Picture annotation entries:
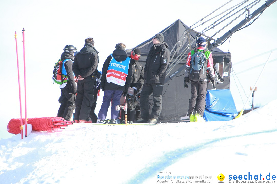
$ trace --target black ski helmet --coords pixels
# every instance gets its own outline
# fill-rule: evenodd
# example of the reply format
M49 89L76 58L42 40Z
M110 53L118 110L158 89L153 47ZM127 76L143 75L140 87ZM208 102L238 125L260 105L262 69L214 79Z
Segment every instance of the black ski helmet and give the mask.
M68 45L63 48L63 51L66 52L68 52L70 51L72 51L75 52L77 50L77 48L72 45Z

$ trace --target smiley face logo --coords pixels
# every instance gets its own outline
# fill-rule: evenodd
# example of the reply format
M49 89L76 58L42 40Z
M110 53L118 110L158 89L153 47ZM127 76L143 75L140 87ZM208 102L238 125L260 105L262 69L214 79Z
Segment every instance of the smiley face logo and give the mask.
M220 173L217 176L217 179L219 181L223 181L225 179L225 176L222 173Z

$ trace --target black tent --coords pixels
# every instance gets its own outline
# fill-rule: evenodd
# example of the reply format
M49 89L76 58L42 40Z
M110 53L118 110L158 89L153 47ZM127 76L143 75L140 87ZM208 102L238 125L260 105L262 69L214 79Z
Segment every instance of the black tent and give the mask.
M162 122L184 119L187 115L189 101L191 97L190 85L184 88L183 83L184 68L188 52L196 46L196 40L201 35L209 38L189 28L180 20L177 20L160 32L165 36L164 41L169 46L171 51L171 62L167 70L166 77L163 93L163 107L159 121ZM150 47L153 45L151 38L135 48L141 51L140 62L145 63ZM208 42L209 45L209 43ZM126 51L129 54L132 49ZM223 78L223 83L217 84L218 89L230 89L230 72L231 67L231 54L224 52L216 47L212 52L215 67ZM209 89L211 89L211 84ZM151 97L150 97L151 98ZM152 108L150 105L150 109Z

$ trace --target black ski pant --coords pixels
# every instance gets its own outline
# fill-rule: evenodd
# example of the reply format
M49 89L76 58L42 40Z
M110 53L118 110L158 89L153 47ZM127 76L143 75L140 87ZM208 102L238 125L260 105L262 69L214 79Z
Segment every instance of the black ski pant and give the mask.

### Your task
Reproduce every row above word for word, leaving out the pictures.

### Answer to the task
$ trace --target black ski helmet --coords pixels
# every instance gets its own outline
# fill-rule: evenodd
# example of the reply format
M49 89L76 58L42 40Z
M110 53L118 110L158 89L153 47ZM127 76L143 75L140 87ZM208 102L238 125L260 105L262 69L214 79Z
Segment every instance of the black ski helmet and give the mask.
M68 45L63 48L63 51L66 52L68 52L70 51L72 51L75 52L77 50L77 48L72 45Z

$ trace --target smiley face logo --coords pixels
# every instance gets its own outline
# fill-rule: evenodd
# example of the reply format
M49 89L76 58L42 40Z
M110 53L118 110L158 89L153 47ZM127 76L143 75L140 87ZM208 102L238 125L260 105L262 69L214 79Z
Segment every instance of the smiley face logo and give the mask.
M220 173L217 176L217 179L219 181L223 181L225 179L225 176L222 173Z

$ trace --target black tent --coords pixels
# every instance gets its own outline
# fill-rule: evenodd
# example of the reply format
M49 89L76 58L42 40Z
M110 53L118 110L158 89L153 47ZM127 76L143 75L140 87ZM208 102L238 125L260 105L262 69L214 79Z
Segment every instance of the black tent and give the mask.
M162 122L184 119L187 115L189 101L191 97L190 85L184 88L183 83L184 68L188 52L196 46L196 40L201 35L209 38L189 28L180 20L177 20L160 32L165 36L164 41L169 46L171 51L171 62L167 70L166 77L163 93L163 107L159 121ZM150 47L153 45L151 38L135 48L141 51L140 62L145 63ZM208 42L209 45L209 43ZM126 51L129 54L132 49ZM223 78L223 83L217 84L218 89L230 89L230 72L231 67L231 54L224 52L216 47L212 52L215 67ZM209 89L211 89L211 84ZM151 97L150 97L151 98ZM152 108L150 105L150 109Z

$ trace --target black ski pant --coords pixels
# every instance gets its own outline
# fill-rule: evenodd
# example of the reply format
M49 89L76 58L42 40Z
M110 53L118 110L158 89L153 47ZM127 76L143 75L140 87ZM208 102L238 125L260 105L262 69L214 79Z
Segment every instance of the black ski pant and give the mask.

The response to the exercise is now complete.